#### [Exercise requirements]
(a) Please reproduce, word for word, the part of the antidepressant answer starting at "That seems to" and ending at "according to Hirsch.".
(b) Answer these from the antidepressant answer:
(i) Which drug is named as the one that suppresses serotonin rather than enhancing it?
(ii) On which receptors does more recent research suggest that drug acts?
(iii) According to whom do some antidepressants that do nothing to serotonin have the same therapeutic effects?
(c) Write the next part of the antidepressant answer, following on from its final quoted line.

#### [Page text]
..........

Let me supplement Alice's nice answer with a few more points. Regarding 

> there are antidepressants that do not enhance serotonin but suppress it.

That seems to be [tianeptine](https://en.wikipedia.org/wiki/Tianeptine); it is often brought up such discussions as *the* counterexample to SSRIs being "real" anti-depressants. More [recent research](https://www.nature.com/articles/tp201430) on tianeptine suggests it acts on the opioid receptors... and that's not a new line of antidepressant treatment, but rather an [old one](https://www.ncbi.nlm.nih.gov/pmc/articles/PMC3594542/), potentially sharing [the same addiction risks](https://psychology.stackexchange.com/questions/18685/is-tianeptine-addictive) as other opioid-acting medications (e.g. painkillers).

Which brings us to the next point

> There are some that do nothing to serotonin at all, but their therapeutic effects are all the same, according to Hirsch.

..........

#### [Data under study]
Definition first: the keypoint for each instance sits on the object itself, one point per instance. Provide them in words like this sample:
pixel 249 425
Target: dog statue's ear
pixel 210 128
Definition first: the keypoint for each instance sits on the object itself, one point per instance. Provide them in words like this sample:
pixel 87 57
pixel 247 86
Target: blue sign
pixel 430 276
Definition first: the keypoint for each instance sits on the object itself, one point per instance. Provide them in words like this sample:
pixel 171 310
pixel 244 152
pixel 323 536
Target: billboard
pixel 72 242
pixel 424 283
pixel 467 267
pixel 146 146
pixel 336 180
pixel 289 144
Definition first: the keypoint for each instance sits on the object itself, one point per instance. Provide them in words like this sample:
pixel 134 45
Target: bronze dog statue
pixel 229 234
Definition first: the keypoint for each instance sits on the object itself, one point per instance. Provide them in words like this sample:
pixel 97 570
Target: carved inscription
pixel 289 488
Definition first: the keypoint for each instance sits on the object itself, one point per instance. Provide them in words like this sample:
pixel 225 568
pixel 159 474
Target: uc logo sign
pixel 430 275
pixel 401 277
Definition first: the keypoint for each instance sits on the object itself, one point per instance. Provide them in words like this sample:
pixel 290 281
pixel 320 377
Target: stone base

..........

#### [Answers for this exercise]
(a)
That seems to be [tianeptine](https://en.wikipedia.org/wiki/Tianeptine); it is often brought up such discussions as *the* counterexample to SSRIs being "real" anti-depressants. More [recent research](https://www.nature.com/articles/tp201430) on tianeptine suggests it acts on the opioid receptors... and that's not a new line of antidepressant treatment, but rather an [old one](https://www.ncbi.nlm.nih.gov/pmc/articles/PMC3594542/), potentially sharing [the same addiction risks](https://psychology.stackexchange.com/questions/18685/is-tianeptine-addictive) as other opioid-acting medications (e.g. painkillers).

Which brings us to the next point

> There are some that do nothing to serotonin at all, but their therapeutic effects are all the same, according to Hirsch.

(b)
(i) Tianeptine
(ii) The opioid receptors
(iii) Hirsch

(c)
Surely there are; [bupropion](https://en.wikipedia.org/wiki/Bupropion) is a more widely used (at the least in the US) anti-depressant that is not an obvious SSRI. 

> So the effect is independent of the chemical composition. That means the chemical imbalance theory is wrong.

That's basically jumping to conclusions (and more than once). The effect is not *totally* independent of the chemical composition of the medication. An alternative conclusion is that depression, which is diagnosed based on a checklist of symptoms, is a [heterogeneous disease](https://www.ncbi.nlm.nih.gov/pmc/articles/PMC3188778/) with multiple causes producing somewhat similar symptoms (which, by the way, don't all have to be present to get a diagnostic).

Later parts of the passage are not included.